Challenge 1 » In the passage about the Scorsese film controversy, rewrite the part that opens with the words containing "Director Martin Scorsese’s" and closes with "the United States.", replacing "blasphemy" with "sacrilege".
Challenge 2 » Write the next portion of the passage about the protests against the Scorsese film, continuing from its final sentence.

Selected extract »
Director Martin Scorsese’s adaptation of a book by the same name showed Jesus struggling with lust, depression and doubt, and engaging in sex — in his imaginings — before snapping back to reality and dying on the cross. That movie was seen as blasphemy by some Christians, who — though not violent — were vocal enough to prevent the film from being shown in many parts of the United States.

There may have been no violence done to humans in the US — but there as certainly damage to property, and some vicious threats made, as The Encyclopedia of Religion and Film records:

At the Cineplex Odeon Showcase Theater in New York City, vandals slashed seats and spray-painted threats aimed at the chairman of MCA: “Lew Wasserman: If you release ‘The Last Temptation of Christ,’ we will wait years and decimate all Universal property. This message is for your insurance company.”

Supplied entries »
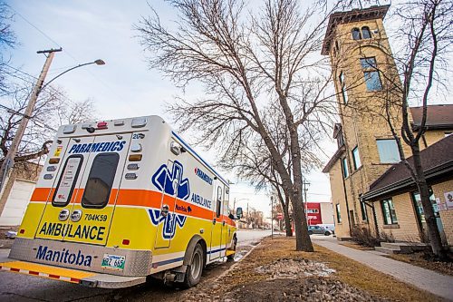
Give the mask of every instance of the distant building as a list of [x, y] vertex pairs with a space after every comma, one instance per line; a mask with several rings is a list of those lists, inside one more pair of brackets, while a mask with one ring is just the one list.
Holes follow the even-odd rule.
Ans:
[[314, 226], [317, 224], [333, 224], [333, 209], [332, 202], [306, 202], [305, 217], [309, 226]]
[[21, 224], [42, 168], [33, 162], [14, 165], [0, 192], [0, 226]]
[[[444, 244], [453, 245], [453, 135], [420, 152], [431, 203]], [[413, 166], [412, 158], [408, 159]], [[374, 205], [380, 232], [397, 240], [426, 241], [427, 227], [417, 186], [404, 163], [393, 165], [361, 196]]]
[[[339, 239], [351, 238], [355, 228], [366, 228], [375, 233], [380, 230], [391, 233], [400, 240], [422, 239], [423, 231], [420, 229], [423, 229], [423, 225], [417, 222], [422, 220], [422, 216], [417, 214], [419, 207], [417, 208], [417, 201], [413, 201], [417, 200], [413, 184], [408, 184], [402, 190], [389, 191], [390, 195], [371, 194], [374, 189], [384, 186], [384, 180], [397, 180], [392, 178], [395, 174], [391, 170], [397, 169], [395, 167], [400, 170], [402, 167], [398, 164], [397, 144], [385, 118], [361, 110], [366, 106], [374, 106], [376, 110], [384, 108], [376, 92], [395, 83], [400, 84], [398, 76], [394, 76], [394, 83], [389, 83], [386, 79], [391, 76], [381, 74], [384, 72], [398, 75], [396, 64], [388, 55], [391, 49], [382, 23], [388, 9], [389, 5], [371, 6], [333, 14], [323, 45], [322, 54], [331, 58], [341, 118], [333, 131], [338, 150], [323, 170], [330, 175], [335, 233]], [[379, 71], [371, 66], [377, 66]], [[389, 111], [394, 117], [400, 114], [398, 106]], [[417, 131], [421, 121], [421, 108], [411, 108], [410, 116], [412, 129]], [[394, 125], [396, 129], [400, 128], [400, 122], [399, 124], [396, 120]], [[433, 155], [435, 151], [432, 150], [444, 148], [436, 142], [444, 146], [449, 141], [444, 138], [453, 132], [453, 105], [429, 106], [427, 126], [420, 148], [431, 146], [424, 151], [423, 159], [428, 165], [431, 160], [439, 159]], [[404, 145], [403, 149], [407, 157], [411, 155], [408, 146]], [[450, 151], [449, 154], [453, 151]], [[448, 156], [442, 157], [441, 161], [448, 164]], [[389, 175], [389, 178], [383, 175]], [[439, 198], [441, 203], [445, 203], [444, 191], [453, 191], [448, 181], [447, 177], [443, 180], [433, 179], [430, 183], [435, 198]], [[436, 190], [438, 185], [444, 187]], [[386, 201], [392, 194], [403, 192], [406, 192], [405, 197], [395, 196], [393, 201]], [[410, 194], [411, 197], [408, 199]], [[405, 199], [405, 201], [400, 199]], [[440, 217], [448, 215], [440, 213]], [[410, 220], [410, 227], [407, 223], [395, 223], [392, 216], [398, 216], [398, 221]], [[448, 223], [442, 221], [444, 230], [448, 229], [446, 224], [453, 224], [451, 219]], [[448, 240], [453, 244], [451, 239]]]

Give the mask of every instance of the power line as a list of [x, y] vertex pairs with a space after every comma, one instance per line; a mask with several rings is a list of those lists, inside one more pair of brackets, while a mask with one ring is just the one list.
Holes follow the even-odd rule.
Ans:
[[[24, 81], [28, 81], [28, 83], [32, 83], [32, 84], [33, 84], [33, 83], [34, 83], [34, 81], [38, 80], [38, 78], [37, 78], [37, 77], [35, 77], [34, 75], [32, 75], [32, 74], [30, 74], [30, 73], [25, 73], [25, 72], [24, 72], [24, 71], [22, 71], [22, 70], [20, 70], [20, 69], [17, 69], [17, 68], [14, 67], [14, 66], [11, 66], [11, 65], [9, 65], [9, 64], [7, 64], [7, 63], [5, 63], [5, 66], [7, 66], [7, 67], [9, 67], [9, 68], [11, 68], [11, 69], [13, 69], [13, 70], [14, 70], [14, 71], [16, 71], [16, 72], [19, 72], [19, 73], [23, 73], [23, 74], [25, 74], [25, 75], [27, 75], [27, 76], [29, 76], [29, 77], [31, 77], [31, 78], [33, 78], [34, 82], [29, 81], [29, 80], [26, 80], [26, 79], [24, 79], [24, 78], [20, 78], [20, 77], [18, 77], [18, 76], [14, 75], [14, 74], [11, 74], [12, 76], [14, 76], [14, 77], [15, 77], [15, 78], [18, 78], [18, 79], [21, 79], [21, 80], [24, 80]], [[69, 102], [69, 103], [70, 103], [70, 104], [72, 104], [72, 105], [75, 105], [75, 102], [74, 102], [74, 101], [72, 101], [72, 100], [71, 100], [70, 98], [68, 98], [68, 96], [67, 96], [67, 95], [65, 95], [63, 93], [60, 92], [58, 89], [55, 89], [55, 88], [53, 88], [53, 87], [52, 87], [52, 86], [47, 86], [47, 87], [45, 87], [45, 88], [44, 88], [44, 90], [46, 90], [46, 89], [51, 89], [51, 90], [53, 90], [54, 93], [58, 93], [58, 94], [62, 97], [62, 99], [64, 99], [64, 101], [66, 101], [67, 102]]]
[[[35, 24], [34, 24], [32, 22], [30, 22], [27, 18], [25, 18], [24, 15], [22, 15], [19, 12], [17, 12], [15, 9], [14, 9], [13, 7], [11, 7], [12, 10], [14, 10], [15, 12], [15, 14], [17, 14], [17, 15], [19, 15], [24, 21], [25, 21], [28, 24], [30, 24], [32, 27], [34, 27], [35, 30], [37, 30], [41, 34], [43, 34], [44, 37], [46, 37], [49, 41], [51, 41], [52, 43], [55, 44], [58, 47], [61, 47], [61, 44], [56, 42], [55, 40], [53, 40], [52, 37], [50, 37], [47, 34], [45, 34], [43, 30], [41, 30], [38, 26], [36, 26]], [[66, 54], [70, 58], [72, 58], [76, 63], [80, 63], [80, 61], [77, 60], [75, 58], [74, 55], [72, 55], [70, 52], [68, 52], [67, 50], [64, 50], [63, 54]], [[107, 90], [109, 92], [112, 92], [114, 91], [114, 89], [112, 89], [109, 84], [107, 84], [103, 80], [100, 79], [99, 77], [97, 77], [93, 73], [92, 73], [90, 70], [85, 70], [85, 72], [89, 73], [94, 79], [96, 79], [101, 84], [102, 84], [105, 88], [107, 88]]]
[[54, 128], [53, 128], [53, 127], [52, 127], [52, 126], [49, 126], [48, 124], [46, 124], [45, 122], [43, 122], [43, 121], [41, 121], [40, 119], [38, 119], [38, 118], [37, 118], [37, 117], [35, 117], [35, 116], [28, 116], [28, 115], [26, 115], [26, 114], [24, 114], [24, 113], [22, 113], [22, 112], [17, 112], [17, 111], [14, 110], [14, 109], [12, 109], [12, 108], [6, 107], [6, 106], [2, 105], [2, 104], [0, 104], [0, 107], [1, 107], [1, 108], [3, 108], [3, 109], [5, 109], [5, 110], [6, 110], [7, 112], [11, 112], [11, 113], [14, 113], [14, 114], [17, 114], [17, 115], [22, 115], [23, 117], [26, 117], [26, 118], [28, 118], [29, 120], [34, 120], [35, 122], [41, 123], [41, 126], [42, 126], [42, 127], [47, 128], [47, 129], [52, 130], [52, 131], [53, 131], [53, 132], [57, 132], [57, 130], [56, 130], [56, 129], [54, 129]]
[[49, 35], [47, 35], [44, 32], [43, 32], [41, 29], [38, 28], [38, 26], [34, 25], [33, 23], [31, 23], [30, 21], [27, 20], [27, 18], [25, 18], [24, 15], [22, 15], [19, 12], [17, 12], [15, 9], [14, 9], [13, 7], [10, 6], [10, 8], [12, 10], [14, 10], [15, 12], [15, 14], [20, 16], [24, 21], [25, 21], [27, 24], [29, 24], [32, 27], [34, 27], [35, 30], [37, 30], [38, 32], [40, 32], [43, 36], [45, 36], [49, 41], [51, 41], [52, 43], [55, 44], [58, 47], [62, 47], [58, 42], [56, 42], [55, 40], [53, 40], [53, 38], [51, 38]]

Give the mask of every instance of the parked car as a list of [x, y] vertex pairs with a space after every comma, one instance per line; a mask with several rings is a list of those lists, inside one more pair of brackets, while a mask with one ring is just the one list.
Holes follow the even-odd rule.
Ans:
[[335, 234], [335, 225], [333, 223], [318, 224], [317, 226], [323, 227], [325, 229], [331, 231], [331, 233]]
[[325, 236], [329, 236], [332, 234], [332, 232], [323, 227], [309, 226], [308, 227], [308, 235], [312, 235], [312, 234], [324, 234]]

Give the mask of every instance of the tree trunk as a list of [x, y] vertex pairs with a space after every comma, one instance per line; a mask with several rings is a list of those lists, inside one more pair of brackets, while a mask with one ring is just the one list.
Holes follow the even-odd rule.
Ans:
[[302, 190], [293, 191], [291, 202], [293, 203], [293, 219], [295, 229], [295, 250], [313, 252], [314, 248], [310, 235], [308, 235], [307, 220], [302, 202]]
[[421, 206], [425, 213], [425, 220], [427, 225], [428, 237], [429, 244], [434, 255], [439, 259], [444, 260], [447, 258], [445, 250], [442, 247], [442, 240], [440, 233], [439, 232], [438, 224], [436, 222], [436, 216], [432, 208], [431, 200], [429, 200], [429, 189], [426, 181], [425, 174], [423, 173], [423, 167], [421, 165], [420, 151], [418, 143], [411, 146], [412, 158], [414, 160], [415, 176], [417, 178], [416, 183], [420, 194]]
[[289, 196], [285, 195], [284, 199], [286, 200], [285, 204], [284, 205], [284, 228], [286, 229], [286, 237], [293, 237], [293, 229], [291, 229], [291, 220], [289, 217]]

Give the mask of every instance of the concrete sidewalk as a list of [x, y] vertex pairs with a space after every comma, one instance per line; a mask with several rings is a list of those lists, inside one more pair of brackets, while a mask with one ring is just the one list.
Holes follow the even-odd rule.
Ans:
[[383, 257], [382, 253], [342, 246], [333, 238], [312, 236], [313, 243], [350, 258], [384, 274], [453, 301], [453, 277]]

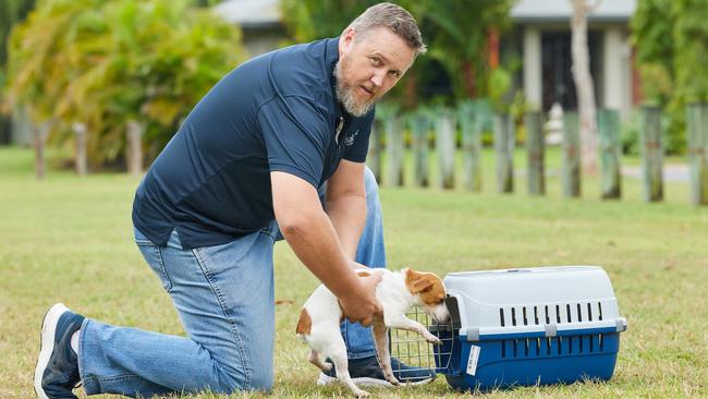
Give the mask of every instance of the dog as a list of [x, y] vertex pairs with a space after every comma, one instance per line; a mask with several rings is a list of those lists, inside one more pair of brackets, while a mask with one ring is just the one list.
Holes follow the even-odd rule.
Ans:
[[[381, 281], [376, 287], [376, 298], [381, 303], [383, 315], [374, 318], [374, 342], [386, 379], [398, 386], [400, 384], [391, 370], [389, 328], [416, 331], [428, 342], [440, 343], [438, 337], [430, 334], [420, 323], [406, 317], [405, 313], [412, 306], [418, 305], [436, 322], [448, 321], [450, 313], [444, 303], [447, 297], [444, 285], [432, 273], [415, 271], [410, 268], [400, 271], [383, 268], [357, 269], [356, 273], [361, 277], [375, 273], [382, 274]], [[349, 374], [346, 347], [339, 328], [342, 321], [343, 313], [337, 297], [327, 287], [320, 285], [303, 305], [295, 332], [309, 346], [310, 363], [328, 372], [332, 364], [326, 363], [325, 359], [329, 358], [334, 363], [337, 378], [346, 385], [356, 398], [366, 398], [369, 394], [359, 389]]]

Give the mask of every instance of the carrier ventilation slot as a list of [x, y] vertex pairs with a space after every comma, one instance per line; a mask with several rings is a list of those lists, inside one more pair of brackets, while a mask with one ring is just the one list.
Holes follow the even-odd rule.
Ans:
[[[591, 302], [559, 303], [553, 305], [533, 306], [510, 306], [499, 307], [499, 325], [505, 326], [524, 326], [542, 325], [557, 323], [583, 323], [595, 319], [602, 321], [602, 304], [597, 302], [597, 312], [594, 311]], [[583, 311], [587, 310], [583, 315]], [[553, 313], [553, 311], [556, 311]], [[533, 314], [532, 314], [533, 312]], [[506, 318], [510, 318], [508, 321]]]

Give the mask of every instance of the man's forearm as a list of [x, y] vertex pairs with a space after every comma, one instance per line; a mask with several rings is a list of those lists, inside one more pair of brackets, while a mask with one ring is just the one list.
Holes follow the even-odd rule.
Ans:
[[327, 215], [337, 231], [342, 251], [350, 261], [354, 261], [366, 225], [366, 197], [350, 194], [328, 201]]

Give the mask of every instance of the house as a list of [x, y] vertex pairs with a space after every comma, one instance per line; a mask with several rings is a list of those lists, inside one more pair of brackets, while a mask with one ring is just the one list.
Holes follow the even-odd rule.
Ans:
[[[596, 1], [597, 2], [597, 1]], [[626, 119], [639, 101], [638, 74], [633, 68], [628, 22], [636, 0], [599, 1], [588, 15], [590, 73], [598, 107], [612, 108]], [[523, 55], [521, 81], [526, 100], [548, 111], [558, 101], [575, 109], [571, 71], [570, 0], [521, 0], [511, 11], [512, 46]]]
[[[638, 74], [633, 68], [628, 22], [636, 0], [603, 0], [588, 16], [590, 72], [598, 107], [612, 108], [626, 119], [639, 101]], [[252, 55], [280, 47], [285, 31], [278, 0], [228, 0], [216, 12], [241, 25]], [[518, 0], [511, 10], [512, 29], [502, 37], [502, 53], [523, 59], [516, 82], [526, 101], [544, 111], [554, 102], [576, 109], [571, 57], [571, 0]]]

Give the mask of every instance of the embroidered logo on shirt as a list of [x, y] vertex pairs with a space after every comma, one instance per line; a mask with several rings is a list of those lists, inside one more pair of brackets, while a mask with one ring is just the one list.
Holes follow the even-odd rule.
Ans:
[[346, 138], [344, 138], [344, 145], [351, 147], [352, 144], [354, 144], [354, 138], [356, 137], [357, 134], [359, 134], [358, 130], [354, 132], [354, 134], [346, 136]]

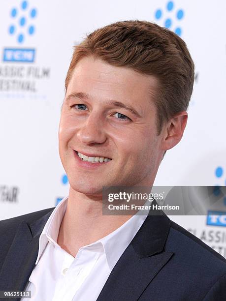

Written answer 1 »
Director Martin Scorsese’s adaptation of a book by the same name showed Jesus struggling with lust, depression and doubt, and engaging in sex — in his imaginings — before snapping back to reality and dying on the cross. That movie was seen as sacrilege by some Christians, who — though not violent — were vocal enough to prevent the film from being shown in many parts of the United States.

Written answer 2 »
In parts of Europe, the violence was more intense:

Overseas, at the September 28 opening in Paris, demonstrators who had gathered for a prayer vigil threw tear gas canisters at the theater’s entrance. Catholic clergy led rock-throwing and fire-bombing assaults on theaters in many French municipalities. A thousand rioters in Athens trashed the Opera cinema, ripping apart the screen and destroying the projection equipment.

In Paris, specifically, the violence severely injured some human targets. From Wikipedia (with their footnotes removed — you can track the various quotes from the original page):

On October 22, 1988, a French Christian fundamentalist group launched Molotov cocktails inside the Parisian Saint Michel movie theater while it was showing the film. This attack injured thirteen people, four of whom were severely burned. The Saint Michel theater was heavily damaged, and reopened 3 years later after restoration. Following the attack, a representative of the film’s distributor, United International Pictures, said, “The opponents of the film have largely won. They have massacred the film’s success, and they have scared the public.” Jack Lang, France’s Minister of Culture, went to the St.-Michel theater after the fire, and said, “Freedom of speech is threatened, and we must not be intimidated by such acts.”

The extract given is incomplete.